**EXERCISE 1:**
Answer these questions about the text on no-voltage release switches:
(a) How did the daughter cause the table saw plug to come out?
(b) What other name for NVRs does the text give?
(c) For how long was the daughter scared out of the shop?
**EXERCISE 2:**
The text on no-voltage release switches lists the things a plugged-in tool can do. Name every one of them.
**EXERCISE 3:**
In the text on no-voltage release switches, transcribe the part that opens with the words containing "Imagine the scenario: you’re" and closes with "doing no damage.".

**QUOTED TEXT:**
* * * * * * * * *

September 6, 2018 by 41 Comments

Imagine the scenario: you’re spending some quality time in the shop with your daughter, teaching her the basics while trying to get some actual work done. You’re ripping some stock on your cheap table saw when your padiwan accidentally hooks the power cord with her foot and pulls out the plug. You have a brief chat about shop safety and ask her to plug it back in. She stoops to pick up the cord and plugs it back in while her hand is on the table! Before you can stop the unfolding tragedy, the saw roars to life, scaring the hell out of everyone but thankfully doing no damage.

If that seems strangely specific it’s because it really happened, and my daughter was scared out of the shop for months by it. I’ll leave it to your imagination what was scared out of me by the event. Had I only known about no-voltage release switches, or NVRs, I might have been able to avoid that near-tragedy. [Gosforth Handyman] has a video explaining NVRs that’s worth watching by anyone who plugs in anything that can spin, cut, slice, dice, and potentially mutilate. NVRs, sometimes also called magnetic contactors, do exactly what the name implies: they switch a supply current on and off, but automatically switch to an open condition if the supply voltage fails.

* * * * * * * * *

(Excerpts from point annotation data)
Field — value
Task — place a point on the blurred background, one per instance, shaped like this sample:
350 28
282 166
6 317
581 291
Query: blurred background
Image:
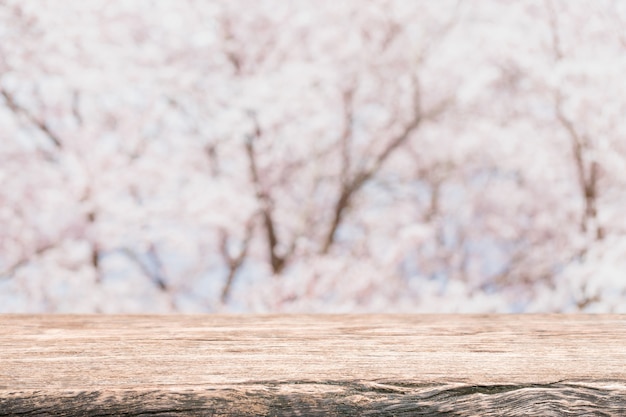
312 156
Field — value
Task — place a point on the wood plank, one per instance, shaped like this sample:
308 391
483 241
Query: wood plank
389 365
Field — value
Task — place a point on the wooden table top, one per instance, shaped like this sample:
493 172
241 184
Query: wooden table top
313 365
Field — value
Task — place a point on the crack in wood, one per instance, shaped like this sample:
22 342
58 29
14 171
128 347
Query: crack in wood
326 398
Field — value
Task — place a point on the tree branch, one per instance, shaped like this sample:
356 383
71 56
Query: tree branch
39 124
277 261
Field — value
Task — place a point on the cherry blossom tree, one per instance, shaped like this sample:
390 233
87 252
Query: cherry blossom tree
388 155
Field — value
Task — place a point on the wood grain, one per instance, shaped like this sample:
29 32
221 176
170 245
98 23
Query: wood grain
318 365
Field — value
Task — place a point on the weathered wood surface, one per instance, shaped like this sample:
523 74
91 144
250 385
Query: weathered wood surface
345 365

* * * * * * * * *

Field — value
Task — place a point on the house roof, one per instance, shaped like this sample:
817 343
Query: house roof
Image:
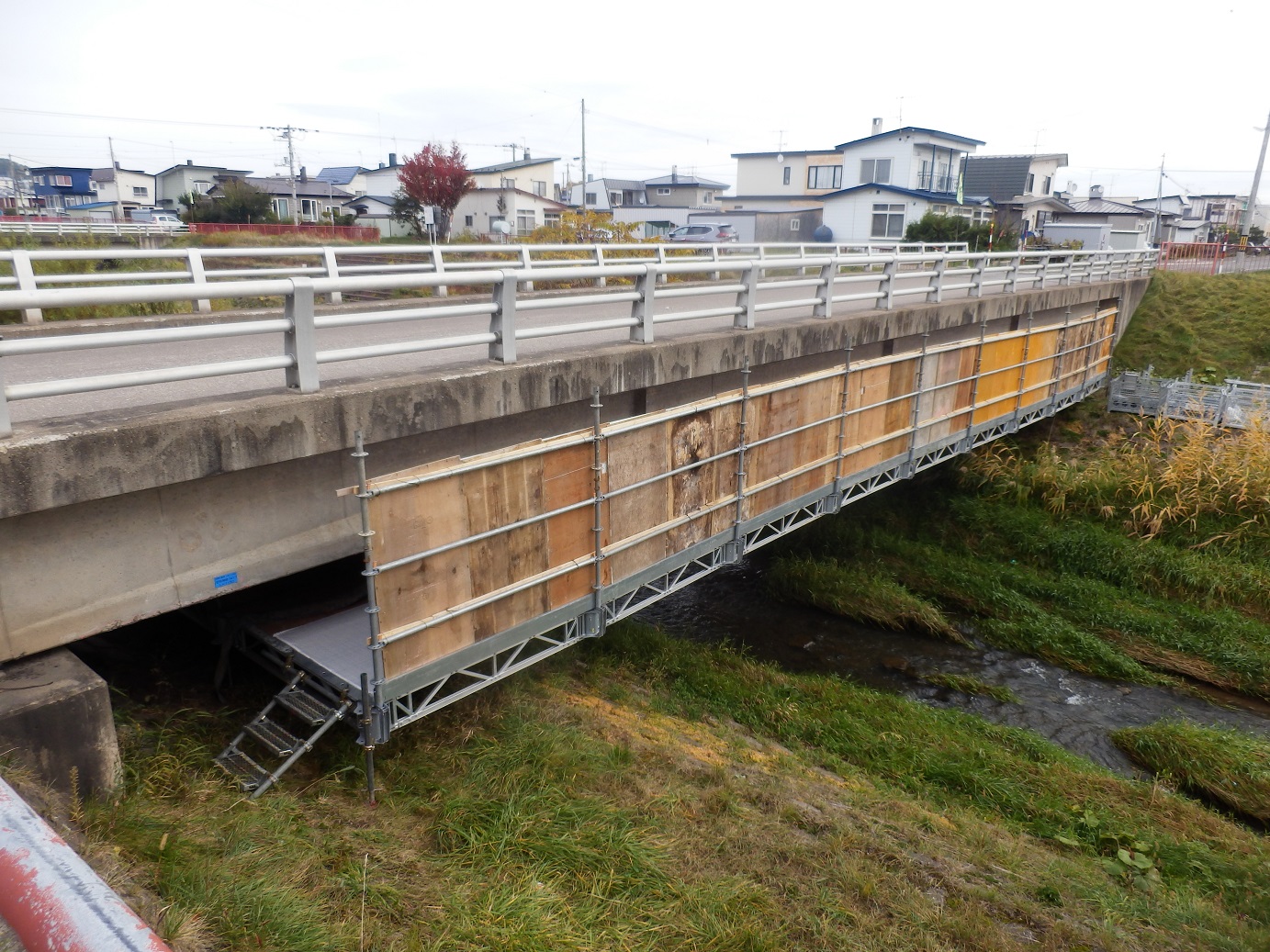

* * * * * * * * *

**TASK RESPONSE 1:**
(a) She accidentally hooked the power cord with her foot and pulled out the plug.
(b) Magnetic contactors.
(c) For months.

**TASK RESPONSE 2:**
spin, cut, slice, dice, mutilate

**TASK RESPONSE 3:**
Imagine the scenario: you’re spending some quality time in the shop with your daughter, teaching her the basics while trying to get some actual work done. You’re ripping some stock on your cheap table saw when your padiwan accidentally hooks the power cord with her foot and pulls out the plug. You have a brief chat about shop safety and ask her to plug it back in. She stoops to pick up the cord and plugs it back in while her hand is on the table! Before you can stop the unfolding tragedy, the saw roars to life, scaring the hell out of everyone but thankfully doing no damage.